# [Dataset entries]
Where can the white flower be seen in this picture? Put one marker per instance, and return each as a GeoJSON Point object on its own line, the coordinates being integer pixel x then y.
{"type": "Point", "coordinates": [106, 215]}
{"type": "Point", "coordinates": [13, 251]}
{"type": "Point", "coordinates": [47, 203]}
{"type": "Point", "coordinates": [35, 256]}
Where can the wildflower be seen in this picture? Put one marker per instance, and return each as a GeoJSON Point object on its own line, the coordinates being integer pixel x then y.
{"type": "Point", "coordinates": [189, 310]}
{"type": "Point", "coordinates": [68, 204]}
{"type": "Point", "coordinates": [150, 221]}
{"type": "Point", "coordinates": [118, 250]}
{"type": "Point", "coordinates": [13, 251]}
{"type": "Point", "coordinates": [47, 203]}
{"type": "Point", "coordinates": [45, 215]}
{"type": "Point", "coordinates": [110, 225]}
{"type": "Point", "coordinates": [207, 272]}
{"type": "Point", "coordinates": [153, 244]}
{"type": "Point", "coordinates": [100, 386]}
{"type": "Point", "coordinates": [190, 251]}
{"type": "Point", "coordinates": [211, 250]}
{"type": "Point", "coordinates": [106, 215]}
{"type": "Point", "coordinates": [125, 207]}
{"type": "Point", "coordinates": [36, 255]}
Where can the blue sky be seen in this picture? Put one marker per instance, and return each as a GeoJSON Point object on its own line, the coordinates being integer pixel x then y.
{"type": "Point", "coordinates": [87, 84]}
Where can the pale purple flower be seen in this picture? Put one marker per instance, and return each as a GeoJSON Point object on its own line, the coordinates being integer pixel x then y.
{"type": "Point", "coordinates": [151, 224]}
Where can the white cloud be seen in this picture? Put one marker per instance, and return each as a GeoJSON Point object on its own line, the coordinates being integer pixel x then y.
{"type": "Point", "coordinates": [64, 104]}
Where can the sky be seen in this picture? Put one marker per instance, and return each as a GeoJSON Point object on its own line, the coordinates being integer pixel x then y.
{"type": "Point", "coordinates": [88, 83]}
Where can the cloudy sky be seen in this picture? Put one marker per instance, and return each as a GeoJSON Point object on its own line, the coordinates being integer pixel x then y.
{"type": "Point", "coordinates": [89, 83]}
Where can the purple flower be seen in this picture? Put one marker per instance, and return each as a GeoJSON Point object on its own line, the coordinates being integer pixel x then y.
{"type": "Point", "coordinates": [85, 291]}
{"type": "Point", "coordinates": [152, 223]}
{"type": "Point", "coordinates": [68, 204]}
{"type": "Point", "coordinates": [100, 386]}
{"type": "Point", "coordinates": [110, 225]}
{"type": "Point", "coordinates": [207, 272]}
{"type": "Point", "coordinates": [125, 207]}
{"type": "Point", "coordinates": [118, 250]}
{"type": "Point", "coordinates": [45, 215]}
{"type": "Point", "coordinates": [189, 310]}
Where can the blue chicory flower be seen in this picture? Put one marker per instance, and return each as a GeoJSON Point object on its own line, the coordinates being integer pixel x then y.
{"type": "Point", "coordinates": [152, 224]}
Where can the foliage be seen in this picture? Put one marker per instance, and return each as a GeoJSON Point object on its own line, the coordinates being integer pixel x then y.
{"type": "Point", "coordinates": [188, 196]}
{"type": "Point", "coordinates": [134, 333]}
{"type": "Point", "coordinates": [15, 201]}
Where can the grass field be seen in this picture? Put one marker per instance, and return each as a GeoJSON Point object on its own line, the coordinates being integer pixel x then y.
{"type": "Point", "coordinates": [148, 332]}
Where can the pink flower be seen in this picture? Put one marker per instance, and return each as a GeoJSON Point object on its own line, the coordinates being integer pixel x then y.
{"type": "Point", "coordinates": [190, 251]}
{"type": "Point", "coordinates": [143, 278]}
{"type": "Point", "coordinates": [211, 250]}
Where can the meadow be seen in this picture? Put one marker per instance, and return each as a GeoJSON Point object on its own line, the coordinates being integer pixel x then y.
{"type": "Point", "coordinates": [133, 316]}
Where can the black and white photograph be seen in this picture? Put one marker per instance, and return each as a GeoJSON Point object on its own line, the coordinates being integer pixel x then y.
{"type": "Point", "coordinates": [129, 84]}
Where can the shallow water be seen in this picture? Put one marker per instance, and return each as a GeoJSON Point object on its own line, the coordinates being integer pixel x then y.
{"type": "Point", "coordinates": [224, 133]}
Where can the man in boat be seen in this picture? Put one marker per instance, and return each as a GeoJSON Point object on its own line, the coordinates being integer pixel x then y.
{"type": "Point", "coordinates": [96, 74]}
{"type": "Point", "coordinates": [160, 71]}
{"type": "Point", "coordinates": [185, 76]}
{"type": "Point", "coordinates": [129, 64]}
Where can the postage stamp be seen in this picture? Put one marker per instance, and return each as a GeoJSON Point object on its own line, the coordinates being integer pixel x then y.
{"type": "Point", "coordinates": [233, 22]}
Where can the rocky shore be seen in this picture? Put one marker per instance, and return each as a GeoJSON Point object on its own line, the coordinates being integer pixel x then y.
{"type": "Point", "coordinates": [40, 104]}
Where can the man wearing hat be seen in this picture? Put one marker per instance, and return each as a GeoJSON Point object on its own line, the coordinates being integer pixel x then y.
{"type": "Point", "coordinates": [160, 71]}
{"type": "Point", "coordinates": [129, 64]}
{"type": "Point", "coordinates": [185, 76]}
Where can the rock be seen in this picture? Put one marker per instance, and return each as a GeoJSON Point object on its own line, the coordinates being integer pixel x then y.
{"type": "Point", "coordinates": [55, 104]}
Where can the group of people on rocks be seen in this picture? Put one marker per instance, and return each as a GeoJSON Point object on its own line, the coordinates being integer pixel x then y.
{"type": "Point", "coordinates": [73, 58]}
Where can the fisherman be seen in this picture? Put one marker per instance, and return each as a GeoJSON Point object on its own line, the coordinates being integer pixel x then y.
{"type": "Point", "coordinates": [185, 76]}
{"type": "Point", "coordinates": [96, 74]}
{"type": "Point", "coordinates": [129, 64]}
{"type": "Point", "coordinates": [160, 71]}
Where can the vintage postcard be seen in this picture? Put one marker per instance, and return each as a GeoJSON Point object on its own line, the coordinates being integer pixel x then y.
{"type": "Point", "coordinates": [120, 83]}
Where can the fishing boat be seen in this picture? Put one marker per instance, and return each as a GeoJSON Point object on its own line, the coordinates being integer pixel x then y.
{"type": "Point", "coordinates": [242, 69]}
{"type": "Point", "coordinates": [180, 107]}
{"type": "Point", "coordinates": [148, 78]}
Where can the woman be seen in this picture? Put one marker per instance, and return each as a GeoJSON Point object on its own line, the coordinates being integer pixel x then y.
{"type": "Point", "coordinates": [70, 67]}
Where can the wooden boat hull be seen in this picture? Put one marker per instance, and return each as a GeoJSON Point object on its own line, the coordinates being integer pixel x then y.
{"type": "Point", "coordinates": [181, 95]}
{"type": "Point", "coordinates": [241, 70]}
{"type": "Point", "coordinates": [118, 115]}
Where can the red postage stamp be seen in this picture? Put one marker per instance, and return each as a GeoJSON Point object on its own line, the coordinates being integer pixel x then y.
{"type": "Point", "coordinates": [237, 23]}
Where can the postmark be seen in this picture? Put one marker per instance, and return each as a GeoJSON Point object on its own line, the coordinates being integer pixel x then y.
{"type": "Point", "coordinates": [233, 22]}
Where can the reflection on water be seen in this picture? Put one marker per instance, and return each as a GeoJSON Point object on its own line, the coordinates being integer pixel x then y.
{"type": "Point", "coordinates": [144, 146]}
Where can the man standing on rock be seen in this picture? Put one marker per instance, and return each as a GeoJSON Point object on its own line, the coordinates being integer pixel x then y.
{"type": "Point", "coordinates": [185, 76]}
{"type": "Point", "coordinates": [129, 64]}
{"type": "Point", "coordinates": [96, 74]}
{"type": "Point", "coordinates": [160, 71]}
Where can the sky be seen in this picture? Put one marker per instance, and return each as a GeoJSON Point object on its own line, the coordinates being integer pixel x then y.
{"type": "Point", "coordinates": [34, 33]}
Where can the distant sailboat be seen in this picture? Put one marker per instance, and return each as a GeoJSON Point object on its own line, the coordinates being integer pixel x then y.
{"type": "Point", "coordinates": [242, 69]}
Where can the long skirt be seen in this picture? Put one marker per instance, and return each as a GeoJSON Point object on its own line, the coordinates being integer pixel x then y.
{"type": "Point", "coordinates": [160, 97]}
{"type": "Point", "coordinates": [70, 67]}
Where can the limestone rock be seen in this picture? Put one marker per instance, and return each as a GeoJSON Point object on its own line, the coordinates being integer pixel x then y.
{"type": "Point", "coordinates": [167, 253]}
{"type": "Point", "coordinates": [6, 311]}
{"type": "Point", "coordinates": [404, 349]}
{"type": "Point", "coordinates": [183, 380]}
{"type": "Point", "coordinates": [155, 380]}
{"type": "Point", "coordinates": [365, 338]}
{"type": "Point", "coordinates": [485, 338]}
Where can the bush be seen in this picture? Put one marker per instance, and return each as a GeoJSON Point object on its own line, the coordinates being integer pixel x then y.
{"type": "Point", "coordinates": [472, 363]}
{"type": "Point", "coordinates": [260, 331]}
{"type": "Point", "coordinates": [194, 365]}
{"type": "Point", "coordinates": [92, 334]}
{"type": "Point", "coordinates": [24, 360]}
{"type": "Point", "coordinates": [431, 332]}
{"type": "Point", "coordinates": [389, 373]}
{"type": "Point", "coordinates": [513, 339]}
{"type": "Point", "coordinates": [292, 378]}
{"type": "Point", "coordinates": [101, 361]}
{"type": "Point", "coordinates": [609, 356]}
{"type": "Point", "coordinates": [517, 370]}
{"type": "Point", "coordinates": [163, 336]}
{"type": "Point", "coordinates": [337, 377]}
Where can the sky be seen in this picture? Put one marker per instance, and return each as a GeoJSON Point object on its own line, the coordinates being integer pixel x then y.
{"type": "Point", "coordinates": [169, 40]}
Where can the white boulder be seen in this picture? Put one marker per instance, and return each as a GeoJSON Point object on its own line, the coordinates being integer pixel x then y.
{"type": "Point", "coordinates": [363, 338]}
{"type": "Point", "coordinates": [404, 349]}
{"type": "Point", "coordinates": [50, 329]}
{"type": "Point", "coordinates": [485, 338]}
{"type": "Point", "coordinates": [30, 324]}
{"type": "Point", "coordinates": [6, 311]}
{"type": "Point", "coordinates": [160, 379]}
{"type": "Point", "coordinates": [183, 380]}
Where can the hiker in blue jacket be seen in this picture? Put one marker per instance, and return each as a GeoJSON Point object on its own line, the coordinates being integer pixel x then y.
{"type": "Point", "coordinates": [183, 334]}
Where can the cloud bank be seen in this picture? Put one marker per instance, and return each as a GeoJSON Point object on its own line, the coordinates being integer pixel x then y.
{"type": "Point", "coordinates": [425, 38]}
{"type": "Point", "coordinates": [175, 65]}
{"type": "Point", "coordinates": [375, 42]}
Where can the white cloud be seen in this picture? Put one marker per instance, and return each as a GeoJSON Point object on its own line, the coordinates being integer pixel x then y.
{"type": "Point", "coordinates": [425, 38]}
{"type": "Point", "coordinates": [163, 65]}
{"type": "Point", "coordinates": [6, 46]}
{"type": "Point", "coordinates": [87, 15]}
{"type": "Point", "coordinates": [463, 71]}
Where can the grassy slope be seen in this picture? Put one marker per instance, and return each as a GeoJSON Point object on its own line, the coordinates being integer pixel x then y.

# [Your objective]
Count the lines in the listing above that contain the word "postage", treating uppercase and lowercase as different. Give only the number.

# [Result]
2